§ **EXCERPT**
□ □ □ □ □

Synopses & Reviews
There is nothing more inspiring or more tragic than the bloody and brave history of Native American warriors and the heroic deeds of the women who supported them. Fighting against incredible odds, hopelessly outnumbered and outgunned, and subjected to deadly diseases brought by hostile invaders, the Native Americans fought on almost to the last man, woman, and child. This book, put together by the late Edwin Sabin, gives a thorough yet readable account of the awesome feats of the great warrior leaders of the people that occupied and cultivated America thousands of years before the white man stumbled upon it by mistake.
With illustrations of historical figures, Boys' Book of Indian Warriors brings the past into the present as you read about the Terror of New England and the Bloody Belt of Pontiac and gaze upon the faces of King Philip the Wampanoag and Pontiac himself. When the Europeans first came to North America, the Native Americans already had their own disparate nations, their own distinct cultures, and their own history. This book fills in the historical narrative of the Native Americans from 1644 to the Battle of the Little Bighorn in 1876 and the death of Sitting Bull in 1890, a history that is often overlooked and marginalized by modern textbooks.
Synopsis
Classic western tales of some of the bravest and most epic Native American warriors.
About the Author
Edwin L. Sabin was born in 1870 in Illinois. He graduated from the University of Iowa and was a newspaper reporter for some time before moving into publishing as an accomplished author specializing in western historical fiction, and he and his wife eventually moved to California to be closer to his subject matter. Sabin enjoyed success in this field for several decades before he was hit hard by the Great Depression. He died destitute in 1954.

□ □ □ □ □

§ **AVAILABLE DATA**
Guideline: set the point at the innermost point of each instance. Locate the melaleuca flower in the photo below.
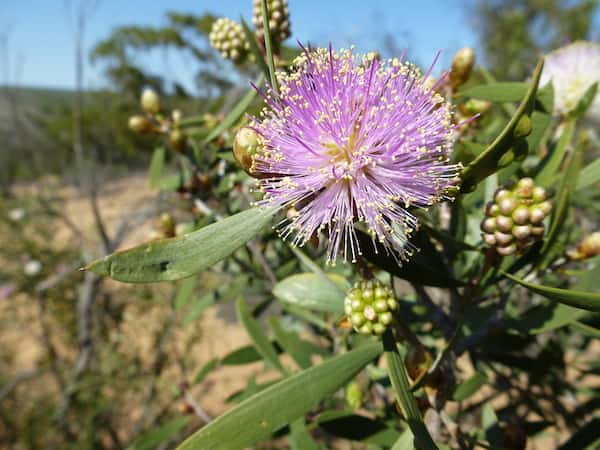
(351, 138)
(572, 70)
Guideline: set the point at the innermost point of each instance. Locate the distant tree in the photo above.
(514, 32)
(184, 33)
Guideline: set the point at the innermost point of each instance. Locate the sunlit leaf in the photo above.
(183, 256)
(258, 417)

□ □ □ □ □

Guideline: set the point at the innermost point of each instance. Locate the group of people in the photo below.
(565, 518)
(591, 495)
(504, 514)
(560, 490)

□ □ □ □ □

§ **THINGS TO DO**
#1 Can you copy out the stretch of the book description from "With illustrations of" through "by modern textbooks."?
#2 Answer these from the book description:
(a) In what year was Edwin L. Sabin born?
(b) In what year does the book's historical narrative of the Native Americans begin?
(c) To what state did Sabin and his wife eventually move?

§ **TASK ANSWERS**
#1
With illustrations of historical figures, Boys' Book of Indian Warriors brings the past into the present as you read about the Terror of New England and the Bloody Belt of Pontiac and gaze upon the faces of King Philip the Wampanoag and Pontiac himself. When the Europeans first came to North America, the Native Americans already had their own disparate nations, their own distinct cultures, and their own history. This book fills in the historical narrative of the Native Americans from 1644 to the Battle of the Little Bighorn in 1876 and the death of Sitting Bull in 1890, a history that is often overlooked and marginalized by modern textbooks.

#2
(a) 1870
(b) 1644
(c) California